But something else is being made too: “There is methane generated in the decomposition during the coalification process....” The same dead plant life being slowly transformed into coal, is also decomposing into methane, deep in the ground at, “a few hundred feet to a couple thousand of feet deep, the coal seams will continue to be broken down by bugs, methanogens will continue to generate methane.”
This process is even on-going---microorganisms are eating up coal and spitting out methane molecules as we speak in active coal mines.
What makes coal and methane such a dynamic duo is how they stick to one another. Because coal is highly porous, methane gets inside of it and easily binds to coal’s surface. And because there are so many pores, there is a whole lot of surface area, and thus a whole lot of methane. “Think of it as a single layer of methane molecules stuck to the coal.”

Data section:
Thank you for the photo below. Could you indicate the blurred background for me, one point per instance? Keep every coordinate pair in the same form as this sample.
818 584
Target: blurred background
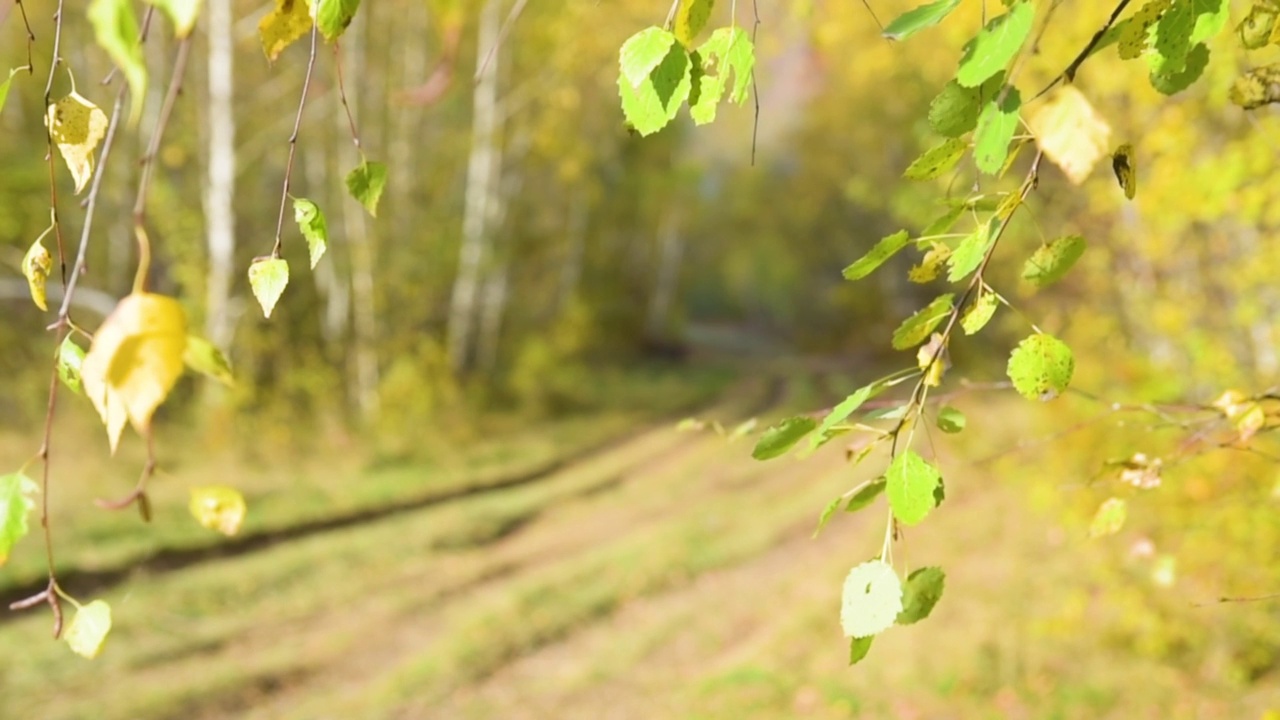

Work to complete:
[A] In the passage on coal and methane, why does coal hold so much methane? Answer in one to three sentences.
[B] Extend the passage on coal and methane, starting after its final sentence.

In response:
[A] Coal is highly porous, so methane gets inside it and readily binds to its surface. The many pores give coal a great deal of surface area, so a large amount of methane can cling to it as a single layer of molecules.

[B]
At high pressures deep underground, methane is quite happy to stay nestled up to all of the surface sites on the coal. But when miners start digging, exposing the seam and releasing pressure, the methane leaks out of the holes and pores of the coal into the atmosphere. That methane is a safety hazard for miners, but an opportunity for an environmentally-minded company, like the SkiCo Here again is Auden Schendler: “This is kind of what we specialize in at Aspen Skiing Company: Complex projects that are groundbreaking, that are really difficult, and that we don’t always succeed at.”
But unlike some of the failed or abandoned projects SkiCo has pursued in the past, this one seems to be panning out so far, and in a big way. Their coal-mine methane project is currently providing the equivalent of Aspen Skiing Company’s total power needs for the year, which is no small number at 25 million kilowatt hours.
“Think of a kilowatt-hour as dishwasher load of energy, so you could do 25 million loads of dishes”
And that’s a lot of dishes. Or Gondola rides, if you like.